• REQUIRED ACTION:
Copy every entry exactly as it reads and exclude whatever pictures appear.

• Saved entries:
● ● ●
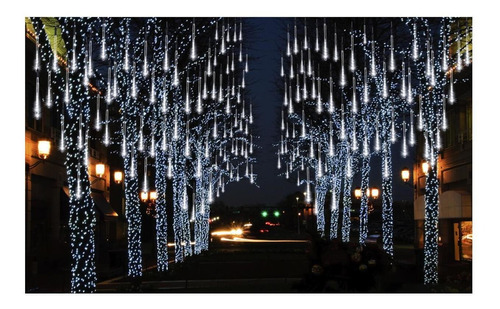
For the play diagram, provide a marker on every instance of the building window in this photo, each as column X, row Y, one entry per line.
column 466, row 240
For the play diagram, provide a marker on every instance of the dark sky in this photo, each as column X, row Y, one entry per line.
column 266, row 39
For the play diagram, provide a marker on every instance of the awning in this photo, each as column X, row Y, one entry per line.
column 103, row 206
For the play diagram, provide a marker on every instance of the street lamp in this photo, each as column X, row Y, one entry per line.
column 99, row 170
column 118, row 175
column 43, row 149
column 153, row 196
column 43, row 153
column 375, row 193
column 405, row 174
column 425, row 167
column 149, row 198
column 144, row 196
column 357, row 192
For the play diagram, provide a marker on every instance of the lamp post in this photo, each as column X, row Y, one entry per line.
column 371, row 194
column 43, row 154
column 150, row 199
column 298, row 215
column 100, row 170
column 43, row 149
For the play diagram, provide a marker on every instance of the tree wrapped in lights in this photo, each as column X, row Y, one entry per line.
column 72, row 98
column 147, row 116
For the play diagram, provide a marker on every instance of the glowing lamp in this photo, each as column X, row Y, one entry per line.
column 425, row 167
column 99, row 170
column 405, row 174
column 357, row 192
column 43, row 149
column 375, row 193
column 144, row 196
column 153, row 195
column 118, row 177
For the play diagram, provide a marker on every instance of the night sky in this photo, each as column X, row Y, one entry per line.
column 266, row 40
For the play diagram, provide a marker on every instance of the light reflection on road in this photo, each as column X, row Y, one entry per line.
column 239, row 239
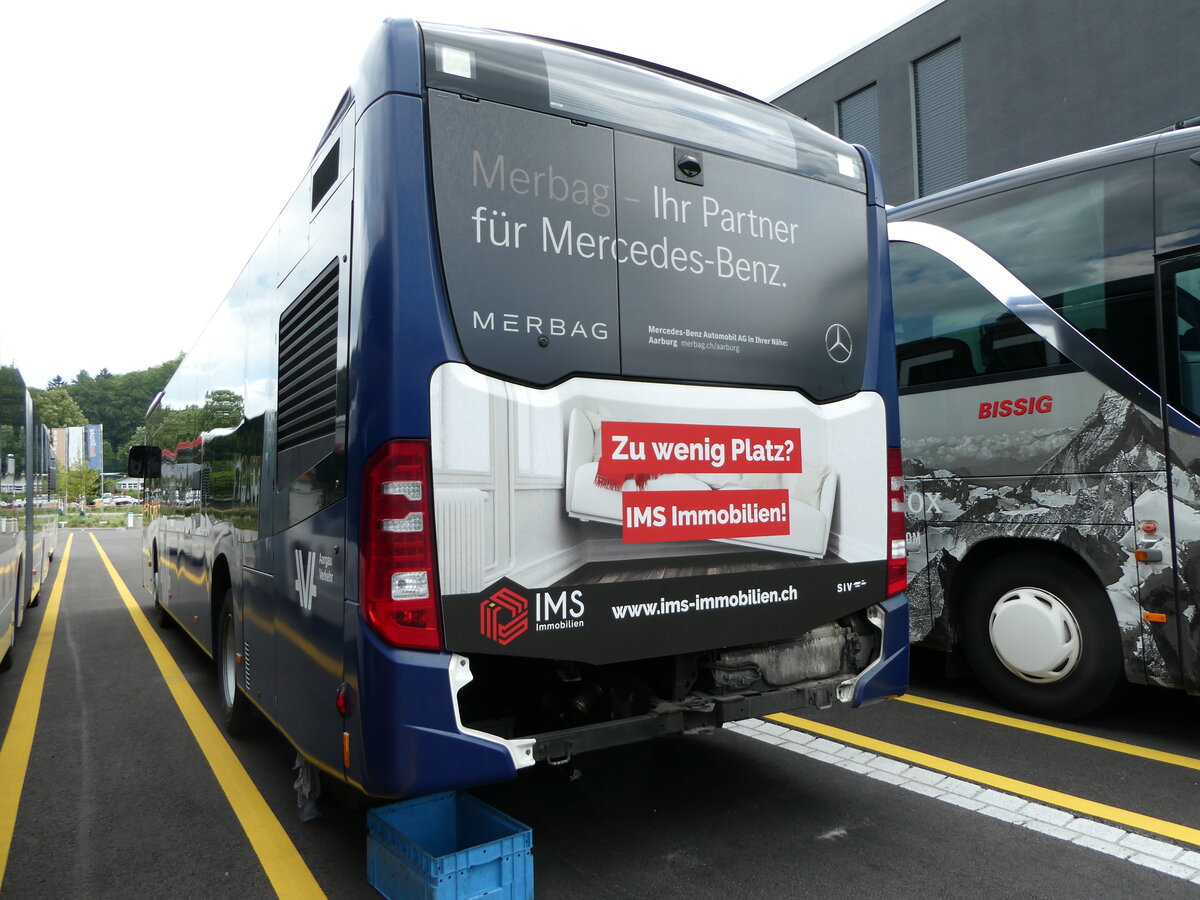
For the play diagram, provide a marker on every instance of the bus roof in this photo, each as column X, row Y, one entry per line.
column 564, row 78
column 1084, row 161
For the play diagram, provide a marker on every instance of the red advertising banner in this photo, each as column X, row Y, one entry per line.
column 649, row 516
column 633, row 449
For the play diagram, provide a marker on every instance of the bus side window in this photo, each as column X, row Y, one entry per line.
column 1007, row 345
column 1078, row 241
column 1176, row 201
column 939, row 310
column 934, row 359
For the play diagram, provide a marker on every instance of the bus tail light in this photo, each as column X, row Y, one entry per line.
column 898, row 558
column 399, row 577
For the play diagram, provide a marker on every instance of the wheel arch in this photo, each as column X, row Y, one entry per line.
column 988, row 551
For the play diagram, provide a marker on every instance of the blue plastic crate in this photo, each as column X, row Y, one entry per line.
column 448, row 846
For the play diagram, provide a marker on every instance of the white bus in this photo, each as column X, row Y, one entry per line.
column 1049, row 369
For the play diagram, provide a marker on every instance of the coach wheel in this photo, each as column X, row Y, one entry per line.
column 1041, row 636
column 235, row 707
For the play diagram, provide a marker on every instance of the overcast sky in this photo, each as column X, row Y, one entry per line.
column 149, row 145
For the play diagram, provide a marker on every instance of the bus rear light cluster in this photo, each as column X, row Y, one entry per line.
column 400, row 598
column 898, row 559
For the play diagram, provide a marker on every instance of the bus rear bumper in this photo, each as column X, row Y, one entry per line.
column 413, row 742
column 888, row 675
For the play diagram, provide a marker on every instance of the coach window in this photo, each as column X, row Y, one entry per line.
column 1177, row 199
column 1181, row 298
column 949, row 328
column 1084, row 244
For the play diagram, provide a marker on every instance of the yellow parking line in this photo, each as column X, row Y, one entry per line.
column 18, row 742
column 286, row 869
column 1001, row 783
column 1116, row 747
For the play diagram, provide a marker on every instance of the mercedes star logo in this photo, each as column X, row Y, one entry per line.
column 838, row 343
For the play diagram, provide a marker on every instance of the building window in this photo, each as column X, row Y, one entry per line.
column 858, row 120
column 940, row 120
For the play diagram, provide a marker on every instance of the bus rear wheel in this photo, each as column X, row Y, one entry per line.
column 6, row 663
column 235, row 707
column 161, row 613
column 1041, row 636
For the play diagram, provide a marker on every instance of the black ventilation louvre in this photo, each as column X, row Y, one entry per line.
column 309, row 364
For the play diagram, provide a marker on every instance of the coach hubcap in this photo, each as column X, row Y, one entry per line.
column 1036, row 635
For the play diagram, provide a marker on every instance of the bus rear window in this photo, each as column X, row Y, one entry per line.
column 576, row 249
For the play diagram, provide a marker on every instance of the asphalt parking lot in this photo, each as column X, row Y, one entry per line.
column 117, row 784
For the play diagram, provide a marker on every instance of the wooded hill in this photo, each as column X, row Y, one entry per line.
column 117, row 401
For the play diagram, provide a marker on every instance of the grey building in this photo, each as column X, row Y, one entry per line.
column 970, row 88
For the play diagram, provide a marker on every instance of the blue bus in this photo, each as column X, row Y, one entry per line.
column 556, row 412
column 29, row 507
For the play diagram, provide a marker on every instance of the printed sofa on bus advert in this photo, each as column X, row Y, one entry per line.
column 670, row 520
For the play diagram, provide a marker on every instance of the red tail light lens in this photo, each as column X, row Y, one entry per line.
column 399, row 577
column 898, row 558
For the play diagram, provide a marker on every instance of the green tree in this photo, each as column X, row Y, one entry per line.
column 59, row 409
column 78, row 483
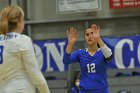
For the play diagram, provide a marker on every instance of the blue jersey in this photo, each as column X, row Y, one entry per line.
column 93, row 69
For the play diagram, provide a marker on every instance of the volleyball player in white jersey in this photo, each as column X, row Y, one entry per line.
column 19, row 71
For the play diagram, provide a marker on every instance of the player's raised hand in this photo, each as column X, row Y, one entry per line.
column 72, row 35
column 96, row 31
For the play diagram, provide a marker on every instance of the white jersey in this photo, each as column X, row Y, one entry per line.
column 17, row 60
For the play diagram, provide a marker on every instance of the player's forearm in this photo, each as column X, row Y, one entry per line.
column 106, row 51
column 100, row 42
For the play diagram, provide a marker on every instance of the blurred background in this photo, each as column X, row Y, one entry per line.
column 48, row 20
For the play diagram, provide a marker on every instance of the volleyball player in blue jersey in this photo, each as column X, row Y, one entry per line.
column 93, row 60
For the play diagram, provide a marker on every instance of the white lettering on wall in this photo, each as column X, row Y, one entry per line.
column 52, row 50
column 118, row 53
column 39, row 55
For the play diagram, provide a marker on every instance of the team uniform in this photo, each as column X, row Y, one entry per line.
column 19, row 71
column 93, row 69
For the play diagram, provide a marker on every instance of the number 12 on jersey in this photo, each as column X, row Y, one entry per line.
column 91, row 68
column 1, row 55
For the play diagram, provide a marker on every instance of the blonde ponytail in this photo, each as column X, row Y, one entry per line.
column 3, row 26
column 9, row 18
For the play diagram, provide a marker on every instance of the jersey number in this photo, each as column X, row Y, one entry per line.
column 1, row 56
column 91, row 68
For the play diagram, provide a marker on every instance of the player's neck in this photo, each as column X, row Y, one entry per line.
column 92, row 49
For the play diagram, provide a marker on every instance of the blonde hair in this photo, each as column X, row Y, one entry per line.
column 9, row 18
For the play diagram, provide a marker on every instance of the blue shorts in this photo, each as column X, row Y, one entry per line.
column 93, row 91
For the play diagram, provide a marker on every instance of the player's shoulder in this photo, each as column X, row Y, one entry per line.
column 80, row 51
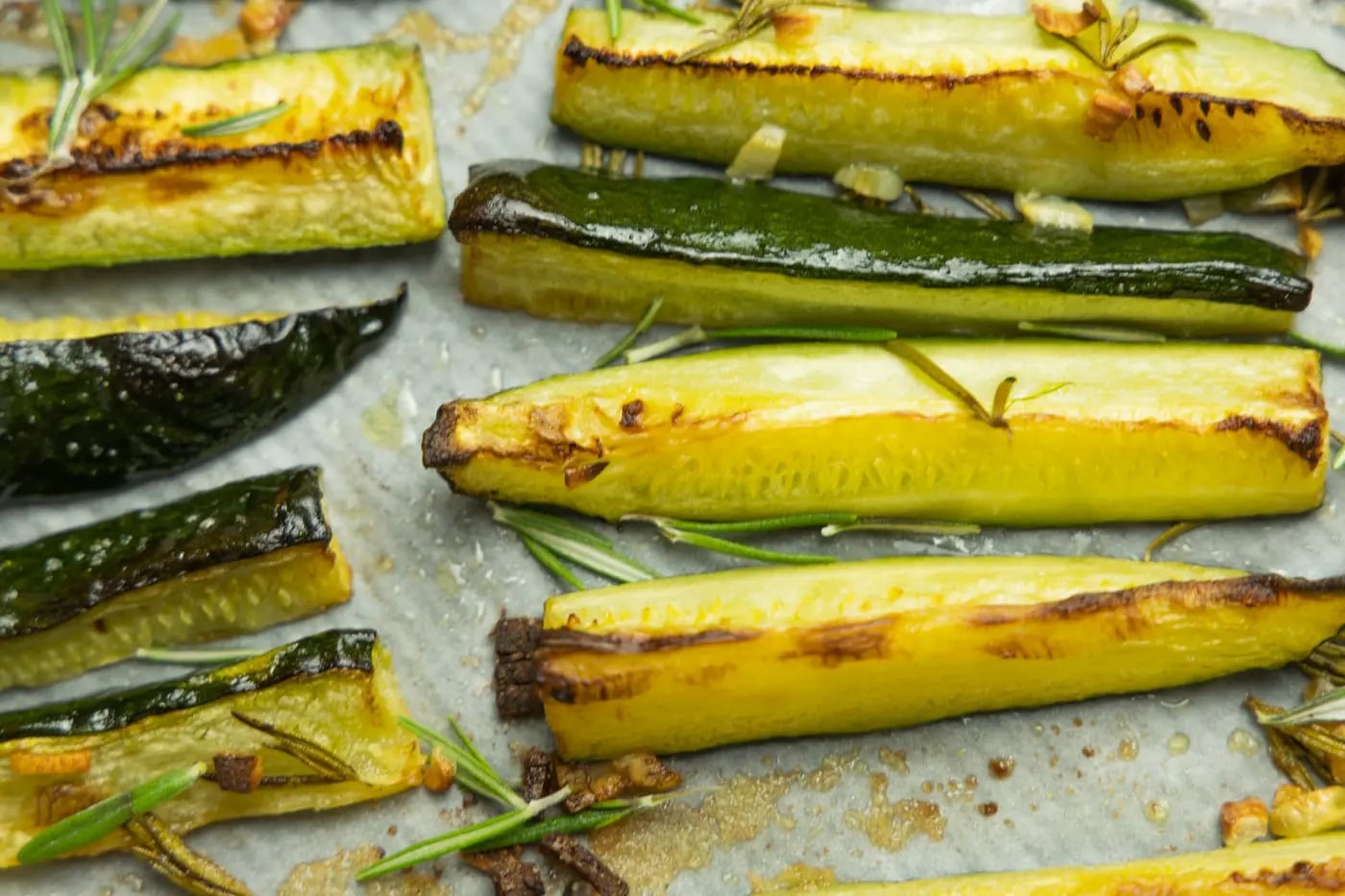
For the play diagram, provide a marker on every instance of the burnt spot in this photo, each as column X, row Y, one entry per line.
column 575, row 476
column 1328, row 876
column 437, row 448
column 838, row 643
column 569, row 640
column 1305, row 442
column 98, row 159
column 575, row 690
column 1250, row 593
column 632, row 416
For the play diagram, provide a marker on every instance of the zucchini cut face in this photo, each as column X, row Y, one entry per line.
column 750, row 654
column 232, row 560
column 1295, row 865
column 86, row 412
column 350, row 163
column 1092, row 433
column 335, row 690
column 979, row 101
column 568, row 244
● ● ●
• EXERCISE SOLUTION:
For the play diagram, provide a marker on every instance of the building window in this photo, each as column X, row Y, one entry per line.
column 466, row 240
For the play diagram, provide a marker on every instance of the dark sky in this photo, each as column X, row Y, one entry per line.
column 266, row 39
For the play diagram, provide a marker on every instance of the awning in this photo, each as column X, row Y, one entry per line.
column 103, row 206
For the play diagram, provide a marker on every instance of the street lamp in this photo, each as column X, row Y, one entry per line.
column 99, row 170
column 118, row 175
column 43, row 149
column 153, row 196
column 43, row 153
column 375, row 193
column 405, row 174
column 425, row 167
column 149, row 198
column 144, row 196
column 357, row 192
For the play diagram, provide a marker on every instance of the lamp post in this photo, each as column X, row Y, one entry per line.
column 371, row 194
column 43, row 154
column 150, row 199
column 298, row 215
column 100, row 170
column 43, row 149
For the play diagram, provide a marker on every instance of the tree wrapped in lights in this photo, each as column X, row Y, one entry per line.
column 72, row 98
column 147, row 116
For the play diagram, provide a marker on every instance of the glowing lamp in this photo, each as column X, row Y, one entry per line.
column 425, row 167
column 99, row 170
column 405, row 174
column 357, row 192
column 43, row 149
column 375, row 193
column 144, row 196
column 153, row 195
column 118, row 177
For the play diagram, provide a marker on every instance of the night sky in this photo, each as column X, row Y, one entry per line.
column 266, row 40
For the play diagram, provide a marker on every instance of the light reflection on road in this photo, each as column X, row Y, one entry per line.
column 239, row 239
For the play diagram, provide a marker on every instance of the bus roof in this photo, each as column X, row Y, one entry per line.
column 564, row 78
column 1084, row 161
For the play diagram, provide a marker on every instance of the red advertising banner in this photo, each as column X, row Y, one entry per line.
column 649, row 516
column 633, row 449
For the play diagram, provide a marker on every instance of the bus side window in this photo, each as column X, row Y, one entry per line.
column 1007, row 345
column 1078, row 241
column 1176, row 201
column 939, row 310
column 934, row 359
For the play diagram, provide a marker on every instance of the bus tail light in this photo, each as column X, row Y, one entry per line.
column 898, row 558
column 399, row 577
For the play diagram, provide a marker on every instance of the wheel arch in this photo, each as column X, row Y, one entry per line.
column 988, row 551
For the play diagram, provide a marker on every instance of the blue plastic crate in this photo, each as column X, row Y, one entry per line.
column 448, row 846
For the play diagram, provide a marker on every instance of the white bus in this photo, each as column X, row Y, one entry per line.
column 1049, row 369
For the play diagram, provide a marker on every instance of the coach wheel in this photo, each as column X, row Y, one entry per line.
column 1041, row 636
column 235, row 707
For the play diagram, provide a marker on every instance of the overcast sky in this photo, each as column X, row Y, one entry per line.
column 149, row 145
For the play diagram, provide a marker on every instance of the bus rear light cluster in this photo, each as column X, row Y, one entry per line.
column 400, row 598
column 898, row 559
For the play diagram, provide a marker on every instance of the bus rear bumper in this photo, each as column X, row Y, one entry per line.
column 413, row 742
column 888, row 675
For the play diagram, provide a marker on every instance of the coach window in this photo, each as column X, row Y, one entry per line.
column 1177, row 199
column 1181, row 298
column 949, row 328
column 1084, row 244
For the play diagram, provide a marker on every instance of the yellow parking line in this photo, each as column X, row Y, one entry per line.
column 18, row 742
column 286, row 869
column 1001, row 783
column 1116, row 747
For the play diagram, provide a marker on every instance of the mercedes star logo in this photo, each as column X, row Y, one entry per line.
column 838, row 343
For the play diagram, provide a marker on every instance of the building window in this photo, each as column X, row Y, one entry per line.
column 858, row 120
column 940, row 120
For the play diagram, provide a marker on every instance of the bus rear wheel in this photo, each as column X, row Y, one entry per line.
column 6, row 663
column 235, row 707
column 161, row 613
column 1041, row 636
For the play diagram, provide a marker on every instance of the black ventilation louvre in this photo, each as column X, row Y, one entry per line.
column 309, row 364
For the play diagram, provide a marker on every instance of the coach hubcap in this photo, each as column X, row Y, one entry per line.
column 1036, row 635
For the play diagram, provide a marker on every instance of the bus rear window in this photo, each as column X, row Y, one entry per line.
column 576, row 249
For the play diagram, provide a marker on every instance of the asphalt parking lot in this photo, each as column X, row Y, one entry per line.
column 117, row 784
For the play diagram, provide a marker on every instance of the wooded hill in this photo, each as column X, row Y, one entry per line.
column 117, row 401
For the play diagram, provide a marker on every instance of the grey building in this photo, each as column X, row Y, one entry per line.
column 970, row 88
For the play diagram, provide a marker on every instance of the blue bus in this photo, each as column X, row Y, one entry per line.
column 556, row 412
column 29, row 507
For the play diagram, provide a marker on every instance of the printed sofa on bus advert in this photo, each as column X, row Y, one entry per line.
column 670, row 520
For the play diagram, provide a marker on every instance of the red tail light lens in this photo, each as column X, row Y, one entry per line.
column 399, row 577
column 898, row 558
For the play diagram, provide a marker on every instance of the green tree in this photo, each as column X, row Y, one entry per line.
column 59, row 409
column 78, row 483
For the play diagram, provide a marker on every instance of the blue jersey in this photo, each as column X, row Y, one entry per line.
column 93, row 69
For the play diagram, provide a marker on every instance of the volleyball player in white jersey in this photo, each as column X, row Y, one entry per line.
column 19, row 71
For the play diagram, provide a marker on every instance of the player's raised hand in this photo, each as column X, row Y, one entry per line.
column 72, row 35
column 96, row 31
For the play diagram, provide a marker on every instance of the white jersey in this photo, each as column X, row Y, one entry per line.
column 17, row 60
For the play diagram, provide a marker on every instance of the player's forearm in this photo, each as column X, row Y, one entry per line.
column 106, row 51
column 100, row 42
For the play diagram, provide a marker on every instance of the blurred background in this photo, each as column X, row Y, one entry per line.
column 48, row 20
For the play diagram, provide a marker on every instance of the volleyball player in blue jersey in this photo, each as column X, row Y, one entry per line.
column 93, row 60
For the play diagram, provide a marker on every instance of the white lettering on wall in this photo, each as column X, row Y, one entry per line.
column 52, row 50
column 118, row 53
column 39, row 55
For the play diagram, provide a marker on every instance of the team uniform in this photo, each as column X, row Y, one entry per line.
column 19, row 71
column 93, row 69
For the play diagram, provide a marker on every instance of the number 12 on jersey in this photo, each as column X, row Y, one entry per line.
column 91, row 68
column 1, row 55
For the play diagram, provide a marker on every instance of the blonde ponytail in this photo, each as column X, row Y, one entry per line.
column 3, row 26
column 9, row 18
For the play diagram, provide a marker on every instance of the jersey number in this photo, each as column X, row Y, one entry per line.
column 1, row 56
column 91, row 68
For the play diagram, provide a marker on every instance of the player's neck in this photo, each as column X, row Y, one entry per line.
column 92, row 49
For the play diagram, provide a marker on every instance of the blonde hair in this photo, each as column X, row Y, one entry per line.
column 9, row 18
For the play diagram, provide a marker on every instance of the blue shorts in this photo, each as column X, row Y, one entry per line.
column 93, row 91
For the play diagram, provide a marker on every instance of the player's shoulder in this photo, each as column X, row Y, one entry per line.
column 80, row 51
For the play diagram, provide a marker on every instance of the burnt spot in this photo, each as column X, row Y, one entry per line.
column 575, row 476
column 1328, row 876
column 437, row 448
column 838, row 643
column 569, row 640
column 1305, row 442
column 98, row 159
column 575, row 690
column 1250, row 593
column 632, row 416
For the play diagram, provide a marker on every instance of the zucchini cut face in this photo, each as column X, row Y, one entry per line.
column 750, row 654
column 232, row 560
column 1295, row 865
column 86, row 412
column 350, row 163
column 1092, row 433
column 335, row 690
column 979, row 101
column 568, row 244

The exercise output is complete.